Your demo driver replays it as:

1. ingest `main.wal` into timeline `main`, then `Flush()`;
2. for each entry in `plan.json`: `CreateBranch(name, "main", fork_lsn)` —
   this must be one JSON PUT, no page I/O;
3. ingest each branch's `.wal` into its own timeline, flush;
4. issue `GetPage` reads on every branch, both below and above its
   `fork_lsn` (below-fork reads must be byte-identical to the parent at the
   same LSN);
5. `DeleteBranch` 10 of them, abandon 40, `RunGC(...)`, and verify the
   survivors still read correctly while bucket bytes shrink.

`walgen` is fully deterministic (its own SplitMix64 stream, not `math/rand`),
so identical flags produce identical bytes on every machine and Go version —
that is what makes the conformance vectors possible.

## Suggested order of attack

1. `materializePage` + a unit test against `MemStore` (an afternoon).
2. `IngestWAL`/`Flush` with a tiny manifest design; pass the crash test by
   killing and reconstructing the `Pageserver` in a test.
3. `GetPage` at head LSN only, then generalize to historical LSNs, then add
   image layers and the ancestry hop.
4. `CreateBranch` (it is ~30 lines if your resolution is right and a redesign
   if it is not).
5. GC last, with the swarm workload above as your integration test.

:::::

### Written problem 1
Set down, word for word, the part of the passage on the demo driver that opens with the words containing "## Suggested order" and closes with "it is not).".
The rows have no connection to the passage on the demo driver.

### The data
:::::

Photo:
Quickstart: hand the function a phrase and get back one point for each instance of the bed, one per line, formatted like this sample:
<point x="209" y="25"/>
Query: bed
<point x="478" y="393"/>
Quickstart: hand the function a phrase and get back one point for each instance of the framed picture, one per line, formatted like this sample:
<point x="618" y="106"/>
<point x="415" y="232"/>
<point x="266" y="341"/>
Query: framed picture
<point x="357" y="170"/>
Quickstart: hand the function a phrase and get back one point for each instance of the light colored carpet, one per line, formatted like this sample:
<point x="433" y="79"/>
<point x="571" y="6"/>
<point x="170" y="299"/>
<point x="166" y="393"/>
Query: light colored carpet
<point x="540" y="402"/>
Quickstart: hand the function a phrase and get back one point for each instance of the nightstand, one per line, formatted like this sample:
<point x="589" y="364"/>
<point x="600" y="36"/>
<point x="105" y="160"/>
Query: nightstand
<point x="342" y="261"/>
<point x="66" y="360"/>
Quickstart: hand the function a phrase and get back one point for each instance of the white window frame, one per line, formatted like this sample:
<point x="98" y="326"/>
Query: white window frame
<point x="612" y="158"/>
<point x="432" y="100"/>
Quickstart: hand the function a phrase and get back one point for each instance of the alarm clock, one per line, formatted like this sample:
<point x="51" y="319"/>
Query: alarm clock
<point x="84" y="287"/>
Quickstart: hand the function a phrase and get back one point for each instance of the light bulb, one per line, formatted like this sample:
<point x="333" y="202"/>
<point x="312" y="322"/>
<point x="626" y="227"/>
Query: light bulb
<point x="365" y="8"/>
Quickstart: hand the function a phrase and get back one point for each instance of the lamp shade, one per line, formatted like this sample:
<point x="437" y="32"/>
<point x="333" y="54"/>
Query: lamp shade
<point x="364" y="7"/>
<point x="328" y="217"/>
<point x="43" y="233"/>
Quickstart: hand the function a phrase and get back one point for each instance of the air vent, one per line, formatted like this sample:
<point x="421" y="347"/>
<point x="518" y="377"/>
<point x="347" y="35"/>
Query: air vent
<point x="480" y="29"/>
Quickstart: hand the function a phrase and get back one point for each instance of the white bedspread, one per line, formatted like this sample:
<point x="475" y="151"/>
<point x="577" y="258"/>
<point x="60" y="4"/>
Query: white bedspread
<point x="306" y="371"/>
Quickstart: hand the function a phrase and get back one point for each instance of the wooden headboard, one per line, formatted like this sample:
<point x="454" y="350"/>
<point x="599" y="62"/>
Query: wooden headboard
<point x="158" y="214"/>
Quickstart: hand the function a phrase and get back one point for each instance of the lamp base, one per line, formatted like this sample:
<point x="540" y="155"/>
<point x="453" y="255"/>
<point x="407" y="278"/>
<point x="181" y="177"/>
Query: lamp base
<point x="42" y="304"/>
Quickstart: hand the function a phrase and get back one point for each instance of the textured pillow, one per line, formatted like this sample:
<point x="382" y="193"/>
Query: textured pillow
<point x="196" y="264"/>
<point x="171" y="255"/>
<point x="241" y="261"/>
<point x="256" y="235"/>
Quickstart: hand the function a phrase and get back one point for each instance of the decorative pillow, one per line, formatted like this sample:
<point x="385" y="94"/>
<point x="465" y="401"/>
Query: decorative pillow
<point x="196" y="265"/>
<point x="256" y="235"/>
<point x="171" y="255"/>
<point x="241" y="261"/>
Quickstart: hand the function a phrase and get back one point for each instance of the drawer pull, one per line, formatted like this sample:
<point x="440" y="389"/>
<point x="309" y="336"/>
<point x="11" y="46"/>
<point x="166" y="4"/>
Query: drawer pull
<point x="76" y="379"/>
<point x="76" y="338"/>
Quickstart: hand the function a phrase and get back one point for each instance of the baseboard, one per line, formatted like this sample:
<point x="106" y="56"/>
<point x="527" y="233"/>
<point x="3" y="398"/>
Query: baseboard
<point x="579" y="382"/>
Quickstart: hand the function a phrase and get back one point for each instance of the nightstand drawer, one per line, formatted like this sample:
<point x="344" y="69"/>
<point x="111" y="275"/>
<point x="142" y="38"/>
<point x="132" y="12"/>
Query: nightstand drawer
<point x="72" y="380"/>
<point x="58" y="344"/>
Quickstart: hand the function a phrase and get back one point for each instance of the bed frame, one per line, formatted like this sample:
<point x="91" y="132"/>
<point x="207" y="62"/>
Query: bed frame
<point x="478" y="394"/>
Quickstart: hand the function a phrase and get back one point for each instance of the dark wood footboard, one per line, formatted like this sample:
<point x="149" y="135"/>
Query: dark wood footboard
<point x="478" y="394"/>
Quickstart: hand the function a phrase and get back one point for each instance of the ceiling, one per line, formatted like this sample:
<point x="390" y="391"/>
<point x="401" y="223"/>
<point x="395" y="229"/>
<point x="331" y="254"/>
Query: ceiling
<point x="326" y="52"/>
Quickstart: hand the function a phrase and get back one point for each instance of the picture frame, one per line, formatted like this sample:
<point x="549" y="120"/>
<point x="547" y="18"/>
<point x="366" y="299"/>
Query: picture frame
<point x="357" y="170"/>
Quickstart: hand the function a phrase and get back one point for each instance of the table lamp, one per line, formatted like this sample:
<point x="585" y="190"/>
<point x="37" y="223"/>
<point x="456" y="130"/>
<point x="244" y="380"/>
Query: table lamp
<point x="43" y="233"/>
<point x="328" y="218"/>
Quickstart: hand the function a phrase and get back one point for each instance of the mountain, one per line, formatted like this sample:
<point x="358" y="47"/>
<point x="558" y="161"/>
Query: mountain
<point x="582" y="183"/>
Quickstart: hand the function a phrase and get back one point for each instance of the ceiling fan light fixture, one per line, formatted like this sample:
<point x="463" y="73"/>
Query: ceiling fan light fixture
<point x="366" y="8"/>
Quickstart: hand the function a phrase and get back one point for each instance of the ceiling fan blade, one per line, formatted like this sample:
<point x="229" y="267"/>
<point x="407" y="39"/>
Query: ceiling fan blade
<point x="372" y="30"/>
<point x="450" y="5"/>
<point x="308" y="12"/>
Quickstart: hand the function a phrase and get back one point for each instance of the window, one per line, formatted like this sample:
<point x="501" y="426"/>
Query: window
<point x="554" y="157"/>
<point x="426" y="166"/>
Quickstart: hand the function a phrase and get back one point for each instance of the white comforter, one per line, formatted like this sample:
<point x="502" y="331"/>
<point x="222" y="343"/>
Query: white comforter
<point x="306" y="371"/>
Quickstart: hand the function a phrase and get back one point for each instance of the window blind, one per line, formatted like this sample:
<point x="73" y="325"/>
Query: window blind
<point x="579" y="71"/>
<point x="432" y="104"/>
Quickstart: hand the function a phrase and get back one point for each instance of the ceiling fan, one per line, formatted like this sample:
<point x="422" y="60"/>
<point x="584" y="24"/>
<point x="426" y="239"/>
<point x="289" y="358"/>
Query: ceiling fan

:::::

### Written problem 2
Please report each line of the rows that holds the string "bedspread", copying every such line in full.

### Written solution 1
## Suggested order of attack

1. `materializePage` + a unit test against `MemStore` (an afternoon).
2. `IngestWAL`/`Flush` with a tiny manifest design; pass the crash test by
   killing and reconstructing the `Pageserver` in a test.
3. `GetPage` at head LSN only, then generalize to historical LSNs, then add
   image layers and the ancestry hop.
4. `CreateBranch` (it is ~30 lines if your resolution is right and a redesign
   if it is not).

### Written solution 2
Quickstart: hand the function a phrase and get back one point for each instance of the white bedspread, one per line, formatted like this sample:
Query: white bedspread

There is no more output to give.